* INPUT MATERIAL

[Start of section]

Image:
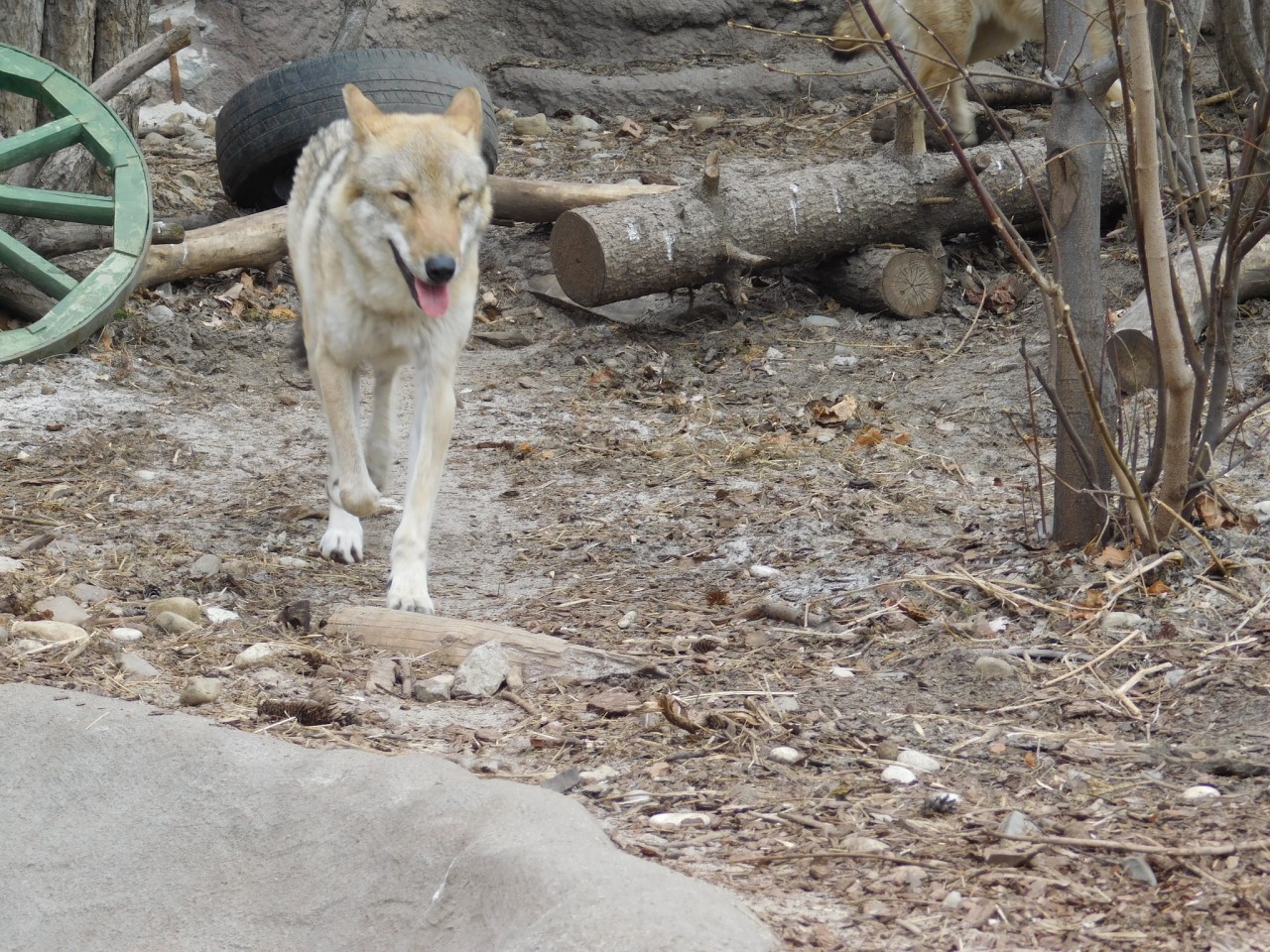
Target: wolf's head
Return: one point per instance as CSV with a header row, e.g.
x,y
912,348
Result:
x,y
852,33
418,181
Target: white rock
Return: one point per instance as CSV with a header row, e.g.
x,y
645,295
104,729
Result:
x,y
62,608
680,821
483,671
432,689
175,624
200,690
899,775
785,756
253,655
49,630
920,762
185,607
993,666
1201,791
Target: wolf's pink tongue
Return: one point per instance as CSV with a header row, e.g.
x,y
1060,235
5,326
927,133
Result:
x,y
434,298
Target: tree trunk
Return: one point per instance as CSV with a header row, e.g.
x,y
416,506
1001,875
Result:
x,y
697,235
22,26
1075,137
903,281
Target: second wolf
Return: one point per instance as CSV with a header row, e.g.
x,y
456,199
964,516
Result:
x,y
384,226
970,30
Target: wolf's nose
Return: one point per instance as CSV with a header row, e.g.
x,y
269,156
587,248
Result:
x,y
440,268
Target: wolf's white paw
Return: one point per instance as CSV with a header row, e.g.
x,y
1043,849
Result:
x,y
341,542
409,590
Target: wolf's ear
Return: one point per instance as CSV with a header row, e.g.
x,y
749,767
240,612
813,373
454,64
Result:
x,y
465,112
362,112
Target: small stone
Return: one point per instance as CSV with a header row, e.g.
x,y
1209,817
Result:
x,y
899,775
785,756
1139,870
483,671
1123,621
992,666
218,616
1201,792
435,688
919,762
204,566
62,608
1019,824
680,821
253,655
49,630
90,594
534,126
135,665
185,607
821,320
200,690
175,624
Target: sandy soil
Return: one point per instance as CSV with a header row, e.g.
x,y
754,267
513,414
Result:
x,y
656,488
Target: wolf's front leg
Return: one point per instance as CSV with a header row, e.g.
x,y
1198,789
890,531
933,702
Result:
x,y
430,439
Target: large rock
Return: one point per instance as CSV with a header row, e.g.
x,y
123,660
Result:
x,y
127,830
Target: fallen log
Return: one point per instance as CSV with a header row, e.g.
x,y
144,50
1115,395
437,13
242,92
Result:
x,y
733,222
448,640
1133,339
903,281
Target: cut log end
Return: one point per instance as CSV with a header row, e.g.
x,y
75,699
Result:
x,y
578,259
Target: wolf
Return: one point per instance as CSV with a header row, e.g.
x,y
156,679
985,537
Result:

[End of section]

* YOUR INSTRUCTIONS
Everything in the data above should be set down again exactly, except the pictures.

* TASK ANSWER
Image:
Target: wolf's head
Return: one point per instance as CSV with a header row, e.g.
x,y
912,348
Result:
x,y
852,33
418,181
Target: white rock
Return: one point per instance as CSV with a header row, e.g.
x,y
645,295
104,729
Result:
x,y
62,608
680,821
483,671
432,689
175,624
200,690
899,775
785,756
253,655
49,630
920,762
185,607
993,666
1201,791
Target: wolf's pink tongue
Return: one point per instance as CSV with a header row, e.g.
x,y
1060,235
5,326
927,133
Result:
x,y
434,298
Target: tree trunk
Return: one point per instance as CSV with a header row, e.g.
x,y
416,506
1001,875
Result:
x,y
697,235
22,26
1075,137
903,281
Target: second wolf
Return: one point per instance as CSV with a header row, e.g.
x,y
456,199
964,516
Result:
x,y
384,226
970,30
Target: wolf's nose
Return: one point per instance as CSV with a header row, e.g.
x,y
269,156
587,248
Result:
x,y
440,268
Target: wolf's white paw
Return: one point per instance as CSV with a header row, e.g.
x,y
1043,849
Result:
x,y
341,542
409,590
Target: wolf's ear
Return: one point per instance as CSV with a header row, e.g.
x,y
749,767
240,612
813,373
454,64
Result:
x,y
465,112
362,112
Target: small stone
Return: one point per instance as CSV with a header row, e.g.
x,y
1209,817
Result:
x,y
899,775
785,756
1139,870
483,671
1123,621
992,666
218,616
1201,792
435,688
919,762
204,566
62,608
1019,824
680,821
253,655
49,630
90,594
534,126
135,665
185,607
821,320
200,690
175,624
Target: sandy soil
Return: one point per instance as CSV with a header row, e.g.
x,y
754,267
513,414
Result:
x,y
656,488
Target: wolf's front leg
Return: one point per instance as CSV with a header row, e.g.
x,y
1198,789
890,531
933,702
Result:
x,y
430,439
Target: large rock
Return: one point per instance as CSV with a header row, e.g.
x,y
123,660
Result:
x,y
127,830
Target: fallen log
Return: one point per instance as CSV with a header row, e.g.
x,y
144,50
1115,395
437,13
242,92
Result:
x,y
733,222
448,640
1133,339
903,281
Target: cut log end
Return: one point per instance as CSV with a header row, e.g.
x,y
75,699
Result:
x,y
578,259
Target: wolf
Return: one point per instance as CSV with a header row, e.g.
x,y
156,679
985,537
Result:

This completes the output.